Consignes de l'exercice »
1) D'après le passage sur la gouvernance des établissements publics de santé, quel article prévoit de lutter contre les abus liés à l'intérim médical ?
2) Pour chacune des affirmations suivantes, indiquez si elle concorde avec le passage sur la gouvernance des établissements publics de santé, en citant les mots décisifs du passage.
(a) La plateforme numérique destinée aux personnes handicapées a été déployée en mai dernier.
(b) L'article 1er visait la remise d'un rapport sur le financement des hôpitaux.
(c) L'article 5 supprime le service au sein de l'hôpital.
3) Rédigez la suite du passage sur la gouvernance des établissements publics de santé, à partir de sa dernière phrase.

Bloc de texte »
Le chapitre IV, consacré à la gouvernance des établissements publics de santé, conserve également certaines dispositions importantes. L’article 5 réhabilite ainsi le rôle et la place du service au sein de l’hôpital. L’article 10 prévoit en outre de lutter contre les abus liés à l’intérim médical, qui grèvent les finances des établissements publics. L’article 14, enfin, inscrit dans la loi la création d’une plateforme numérique d’information et de services à destination des personnes handicapées, plateforme qui a été déployée en mai dernier et qui poursuivra sa montée en puissance.

À l’inverse, certaines dispositions que nous pensions nécessaires ont été supprimées. Nous le regrettons et proposerons d’en rétablir quelques-unes.

C’est le cas notamment de l’article 1er qui visait la remise d’un rapport consacré à la pratique avancée et aux protocoles de coopération. Cet article étant le fruit d’un compromis, nous proposerons de revenir sur sa suppression, tant il nous paraît essentiel d’avancer sur le sujet.

Données extraites »
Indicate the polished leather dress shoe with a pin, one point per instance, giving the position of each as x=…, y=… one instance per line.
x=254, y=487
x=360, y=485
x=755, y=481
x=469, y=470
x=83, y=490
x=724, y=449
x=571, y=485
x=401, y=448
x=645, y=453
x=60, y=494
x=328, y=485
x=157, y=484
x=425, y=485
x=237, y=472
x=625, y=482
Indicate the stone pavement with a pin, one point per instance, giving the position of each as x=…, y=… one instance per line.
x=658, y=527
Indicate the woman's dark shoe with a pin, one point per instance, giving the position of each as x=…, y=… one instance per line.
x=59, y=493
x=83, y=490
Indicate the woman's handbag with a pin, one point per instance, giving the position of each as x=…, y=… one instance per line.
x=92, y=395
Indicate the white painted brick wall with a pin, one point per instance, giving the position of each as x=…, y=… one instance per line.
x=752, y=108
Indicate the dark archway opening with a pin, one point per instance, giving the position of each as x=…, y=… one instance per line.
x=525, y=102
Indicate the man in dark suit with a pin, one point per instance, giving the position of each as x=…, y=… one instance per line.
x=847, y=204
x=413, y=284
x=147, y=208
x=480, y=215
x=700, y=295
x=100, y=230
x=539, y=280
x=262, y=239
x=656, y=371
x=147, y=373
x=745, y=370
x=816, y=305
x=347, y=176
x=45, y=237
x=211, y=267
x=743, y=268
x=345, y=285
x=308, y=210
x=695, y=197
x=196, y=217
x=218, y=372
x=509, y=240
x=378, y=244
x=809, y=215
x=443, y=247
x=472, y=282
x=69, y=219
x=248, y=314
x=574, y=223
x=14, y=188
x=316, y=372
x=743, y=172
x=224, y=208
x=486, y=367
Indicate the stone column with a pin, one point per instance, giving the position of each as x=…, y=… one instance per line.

Réponses dans l'ordre »
1) L'article 10.

2)
(a) Oui : « plateforme qui a été déployée en mai dernier ».
(b) Non : « la remise d’un rapport consacré à la pratique avancée et aux protocoles de coopération ».
(c) Non : « L’article 5 réhabilite ainsi le rôle et la place du service au sein de l’hôpital ».

3)
L’article 4 bis tendait, quant à lui, à instaurer un cadre légal pour l’intervention individuelle de praticiens bénévoles dans les établissements publics de santé. Nous proposerons de réintégrer cette disposition en apportant un certain nombre de garanties concernant leur formation et leur encadrement.

Nous proposerons par ailleurs de revenir sur la suppression de l’article 11 consacré à la création d’un projet managérial participatif à l’hôpital, article auquel nous proposons d’ajouter un volet numérique. Cet outil nous semble en effet aller dans le sens d’une meilleure gestion des hôpitaux et, donc, de la simplification de notre système de santé.

Pour finir, nous proposerons d’inscrire dans la loi l’importance de mettre en place, au sein des GHT, un système d’information convergent et interopérable, afin d’accélérer le développement du numérique dans le secteur de la santé.

Mes chers collègues, conscient des avancées figurant dans ce texte autant que des modifications apportées par la commission des affaires sociales, mais également conscient des postures parfois très politiques – il faut le dire – qui continuent d’émailler l’examen de cette proposition de loi, constatant enfin l’usage très généreux qui a été fait de l’article 45 de la Constitution, le groupe RDPI réservera son vote en l’absence d’avancées significatives.

Mme la présidente. La parole est à Mme Corinne Imbert. (Applaudissements sur les travées du groupe Les Républicains.)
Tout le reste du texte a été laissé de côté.